Segment Start: Data extracts

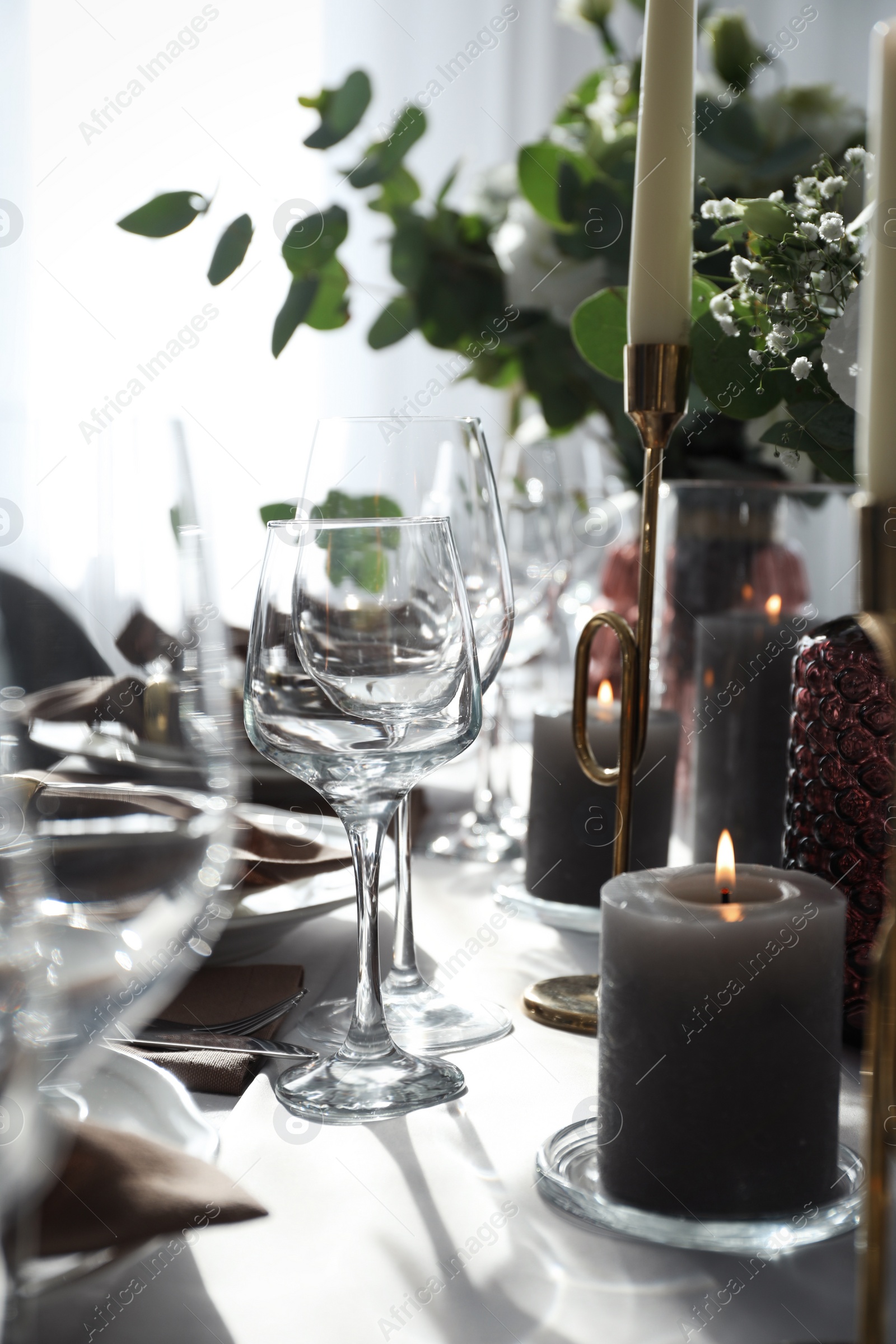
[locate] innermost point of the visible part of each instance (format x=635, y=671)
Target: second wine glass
x=362, y=678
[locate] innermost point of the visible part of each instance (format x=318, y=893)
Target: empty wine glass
x=421, y=468
x=362, y=678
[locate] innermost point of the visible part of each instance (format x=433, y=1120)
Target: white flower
x=830, y=186
x=832, y=227
x=722, y=210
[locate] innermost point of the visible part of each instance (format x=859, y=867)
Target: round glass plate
x=567, y=1164
x=511, y=893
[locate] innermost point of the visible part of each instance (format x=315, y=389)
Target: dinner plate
x=264, y=917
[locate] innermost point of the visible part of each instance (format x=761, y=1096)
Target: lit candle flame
x=726, y=875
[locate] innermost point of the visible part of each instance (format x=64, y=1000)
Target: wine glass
x=362, y=676
x=426, y=467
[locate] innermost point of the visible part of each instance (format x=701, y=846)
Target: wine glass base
x=351, y=1090
x=422, y=1022
x=476, y=842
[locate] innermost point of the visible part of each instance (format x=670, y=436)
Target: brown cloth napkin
x=120, y=1188
x=222, y=993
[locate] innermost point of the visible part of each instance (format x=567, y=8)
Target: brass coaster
x=568, y=1003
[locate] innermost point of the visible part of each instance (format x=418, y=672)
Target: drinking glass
x=362, y=676
x=421, y=468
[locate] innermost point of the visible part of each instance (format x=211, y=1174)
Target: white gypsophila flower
x=832, y=227
x=722, y=210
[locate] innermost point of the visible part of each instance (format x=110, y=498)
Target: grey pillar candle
x=719, y=1042
x=742, y=720
x=573, y=822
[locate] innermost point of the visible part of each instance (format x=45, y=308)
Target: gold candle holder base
x=656, y=395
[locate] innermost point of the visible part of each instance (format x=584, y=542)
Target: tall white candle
x=876, y=428
x=661, y=233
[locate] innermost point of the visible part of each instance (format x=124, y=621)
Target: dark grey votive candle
x=719, y=1042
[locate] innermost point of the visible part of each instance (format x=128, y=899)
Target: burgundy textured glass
x=840, y=787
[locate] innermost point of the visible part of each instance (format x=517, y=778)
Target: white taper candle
x=661, y=232
x=876, y=425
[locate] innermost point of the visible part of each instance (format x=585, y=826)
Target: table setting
x=494, y=937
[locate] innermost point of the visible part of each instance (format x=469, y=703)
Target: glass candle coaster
x=567, y=1164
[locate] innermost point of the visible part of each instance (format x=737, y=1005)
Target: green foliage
x=231, y=249
x=734, y=53
x=342, y=111
x=385, y=156
x=166, y=216
x=355, y=553
x=600, y=331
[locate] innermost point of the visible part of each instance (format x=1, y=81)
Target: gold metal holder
x=878, y=619
x=656, y=395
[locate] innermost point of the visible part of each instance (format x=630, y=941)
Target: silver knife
x=209, y=1040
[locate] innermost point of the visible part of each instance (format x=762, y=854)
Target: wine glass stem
x=368, y=1034
x=405, y=973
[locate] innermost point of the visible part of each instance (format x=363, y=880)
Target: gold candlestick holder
x=656, y=397
x=878, y=531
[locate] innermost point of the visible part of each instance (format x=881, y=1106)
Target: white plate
x=262, y=918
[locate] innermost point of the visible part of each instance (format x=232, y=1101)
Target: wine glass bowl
x=362, y=678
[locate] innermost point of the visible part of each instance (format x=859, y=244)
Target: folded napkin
x=117, y=1188
x=214, y=995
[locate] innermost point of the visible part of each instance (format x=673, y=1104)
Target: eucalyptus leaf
x=231, y=249
x=304, y=257
x=383, y=158
x=340, y=109
x=396, y=321
x=166, y=216
x=329, y=308
x=298, y=301
x=726, y=375
x=280, y=512
x=600, y=331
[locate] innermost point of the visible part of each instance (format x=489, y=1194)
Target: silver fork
x=246, y=1026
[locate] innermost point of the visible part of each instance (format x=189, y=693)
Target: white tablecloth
x=366, y=1218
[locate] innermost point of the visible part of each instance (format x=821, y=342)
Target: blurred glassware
x=120, y=656
x=419, y=468
x=362, y=678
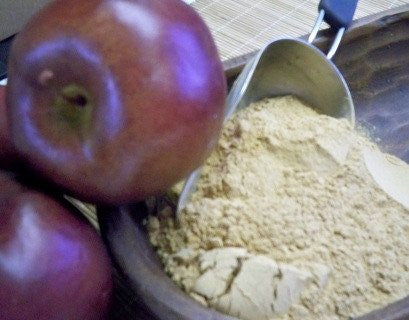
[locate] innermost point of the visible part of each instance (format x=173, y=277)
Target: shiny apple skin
x=7, y=155
x=158, y=89
x=52, y=264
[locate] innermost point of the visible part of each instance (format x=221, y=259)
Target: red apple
x=115, y=100
x=52, y=263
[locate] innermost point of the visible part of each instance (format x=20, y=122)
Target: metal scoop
x=292, y=66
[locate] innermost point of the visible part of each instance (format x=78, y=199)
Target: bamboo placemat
x=242, y=26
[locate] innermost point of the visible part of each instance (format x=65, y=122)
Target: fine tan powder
x=287, y=222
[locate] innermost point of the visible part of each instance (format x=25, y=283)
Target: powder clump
x=287, y=223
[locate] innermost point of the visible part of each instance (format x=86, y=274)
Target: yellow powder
x=287, y=222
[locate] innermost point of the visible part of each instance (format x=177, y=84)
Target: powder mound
x=287, y=223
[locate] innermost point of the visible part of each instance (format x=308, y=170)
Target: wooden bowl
x=374, y=58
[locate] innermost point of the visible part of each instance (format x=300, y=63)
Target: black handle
x=338, y=13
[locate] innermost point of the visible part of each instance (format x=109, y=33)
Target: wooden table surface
x=242, y=26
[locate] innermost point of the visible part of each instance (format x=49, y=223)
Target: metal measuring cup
x=293, y=66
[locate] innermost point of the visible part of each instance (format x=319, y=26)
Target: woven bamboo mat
x=242, y=26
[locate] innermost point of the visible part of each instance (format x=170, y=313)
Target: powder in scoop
x=287, y=222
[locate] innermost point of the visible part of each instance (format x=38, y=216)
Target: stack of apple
x=108, y=101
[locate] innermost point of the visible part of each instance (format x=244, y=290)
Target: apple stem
x=45, y=76
x=78, y=100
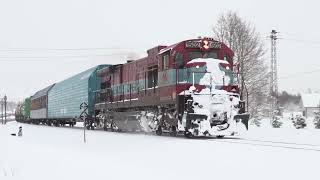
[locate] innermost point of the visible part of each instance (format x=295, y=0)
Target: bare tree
x=249, y=50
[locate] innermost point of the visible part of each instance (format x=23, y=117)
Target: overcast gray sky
x=121, y=26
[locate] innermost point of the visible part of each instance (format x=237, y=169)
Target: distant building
x=311, y=104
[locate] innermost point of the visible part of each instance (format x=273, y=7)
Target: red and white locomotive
x=188, y=87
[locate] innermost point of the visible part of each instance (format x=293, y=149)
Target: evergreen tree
x=317, y=120
x=299, y=122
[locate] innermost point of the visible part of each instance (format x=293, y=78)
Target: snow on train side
x=188, y=87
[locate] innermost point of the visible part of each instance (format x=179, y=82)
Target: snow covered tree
x=299, y=122
x=276, y=123
x=249, y=51
x=317, y=120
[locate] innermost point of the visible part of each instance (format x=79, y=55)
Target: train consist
x=189, y=87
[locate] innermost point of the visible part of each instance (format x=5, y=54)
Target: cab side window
x=178, y=60
x=165, y=61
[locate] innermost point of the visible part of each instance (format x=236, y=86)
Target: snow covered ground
x=59, y=153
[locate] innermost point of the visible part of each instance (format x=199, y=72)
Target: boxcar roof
x=43, y=92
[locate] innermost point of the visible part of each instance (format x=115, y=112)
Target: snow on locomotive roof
x=311, y=100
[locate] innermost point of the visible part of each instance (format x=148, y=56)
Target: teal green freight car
x=65, y=97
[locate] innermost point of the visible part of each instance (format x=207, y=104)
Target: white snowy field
x=53, y=153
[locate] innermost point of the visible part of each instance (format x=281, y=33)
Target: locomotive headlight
x=206, y=44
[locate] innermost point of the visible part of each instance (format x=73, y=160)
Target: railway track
x=234, y=140
x=269, y=143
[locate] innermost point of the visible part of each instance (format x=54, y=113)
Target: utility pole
x=5, y=109
x=1, y=101
x=274, y=105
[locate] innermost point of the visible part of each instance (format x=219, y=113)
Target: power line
x=299, y=73
x=58, y=49
x=38, y=58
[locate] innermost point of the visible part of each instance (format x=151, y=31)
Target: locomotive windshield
x=199, y=54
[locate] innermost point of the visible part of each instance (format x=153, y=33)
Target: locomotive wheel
x=159, y=131
x=220, y=136
x=173, y=131
x=188, y=134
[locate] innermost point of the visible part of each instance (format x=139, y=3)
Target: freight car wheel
x=188, y=134
x=159, y=131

Segment End: Data extracts

* **Task brief**
Without any picture, return exactly the lines of the records above from the first through the line that contains "(format x=211, y=1174)".

* **The answer**
[locate] innermost point of the visible part of each instance (format x=635, y=671)
Target: second wine glass
x=362, y=678
[locate] innermost point of the visible part of each instance (format x=318, y=893)
Target: empty wine glass
x=421, y=468
x=362, y=678
[locate] innermost point of the visible part of each instance (format x=433, y=1120)
Target: white flower
x=830, y=186
x=832, y=227
x=722, y=210
[locate] innermost point of the visible part of each instance (format x=859, y=867)
Target: round glass plate
x=567, y=1164
x=511, y=893
[locate] innermost point of the visible part of each instance (format x=315, y=389)
Target: dinner plate
x=264, y=917
[locate] innermost point of the visible part of each instance (format x=761, y=1096)
Target: lit candle flame
x=726, y=875
[locate] innermost point of the visible part of each instance (format x=64, y=1000)
Target: wine glass
x=362, y=676
x=426, y=467
[locate] innermost point of the visible part of each instance (format x=701, y=846)
Target: wine glass base
x=351, y=1090
x=422, y=1022
x=476, y=842
[locate] innermost point of the visible part of each instance (format x=670, y=436)
Target: brown cloth napkin
x=120, y=1188
x=222, y=993
[locate] innermost point of the visible part of each instance (format x=567, y=8)
Target: brass coaster
x=568, y=1003
[locate] innermost point of the visible part of each instance (format x=418, y=672)
Target: drinking glass
x=362, y=676
x=421, y=468
[locate] innermost point of the visible part of each instance (format x=211, y=1174)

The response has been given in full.